● **Exercise data**
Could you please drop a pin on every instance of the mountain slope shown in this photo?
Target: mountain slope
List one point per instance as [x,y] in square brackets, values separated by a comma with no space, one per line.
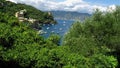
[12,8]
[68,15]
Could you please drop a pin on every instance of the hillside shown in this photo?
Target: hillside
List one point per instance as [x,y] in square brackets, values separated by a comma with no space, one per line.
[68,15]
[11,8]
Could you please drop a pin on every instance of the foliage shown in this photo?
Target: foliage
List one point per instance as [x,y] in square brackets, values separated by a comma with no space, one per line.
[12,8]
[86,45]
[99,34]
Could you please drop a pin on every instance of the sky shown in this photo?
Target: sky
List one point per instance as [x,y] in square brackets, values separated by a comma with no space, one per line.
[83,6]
---
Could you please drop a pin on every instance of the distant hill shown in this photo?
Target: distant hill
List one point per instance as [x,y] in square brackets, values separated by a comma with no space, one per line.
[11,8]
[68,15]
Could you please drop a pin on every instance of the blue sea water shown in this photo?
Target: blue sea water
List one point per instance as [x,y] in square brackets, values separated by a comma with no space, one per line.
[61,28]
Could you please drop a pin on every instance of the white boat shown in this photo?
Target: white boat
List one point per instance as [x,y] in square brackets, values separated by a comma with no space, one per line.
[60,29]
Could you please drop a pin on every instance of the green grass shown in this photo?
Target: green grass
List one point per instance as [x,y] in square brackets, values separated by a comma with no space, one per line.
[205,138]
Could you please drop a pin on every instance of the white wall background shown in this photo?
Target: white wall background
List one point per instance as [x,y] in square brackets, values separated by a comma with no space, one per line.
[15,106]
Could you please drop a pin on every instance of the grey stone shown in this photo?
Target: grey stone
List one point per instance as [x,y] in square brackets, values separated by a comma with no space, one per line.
...
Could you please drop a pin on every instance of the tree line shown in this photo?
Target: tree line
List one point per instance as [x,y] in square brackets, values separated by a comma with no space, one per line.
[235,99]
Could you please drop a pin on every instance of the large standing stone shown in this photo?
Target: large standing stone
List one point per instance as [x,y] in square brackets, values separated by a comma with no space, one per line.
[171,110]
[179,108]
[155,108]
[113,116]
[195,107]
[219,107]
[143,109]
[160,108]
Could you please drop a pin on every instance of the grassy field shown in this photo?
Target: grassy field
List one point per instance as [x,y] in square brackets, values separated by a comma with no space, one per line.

● **Directive**
Return every line from the material above that contains the word "foliage", treating uppercase and lowercase as different.

● **Complete answer**
Could you please drop a pin on every instance of the foliage shown in this photo?
Target: foliage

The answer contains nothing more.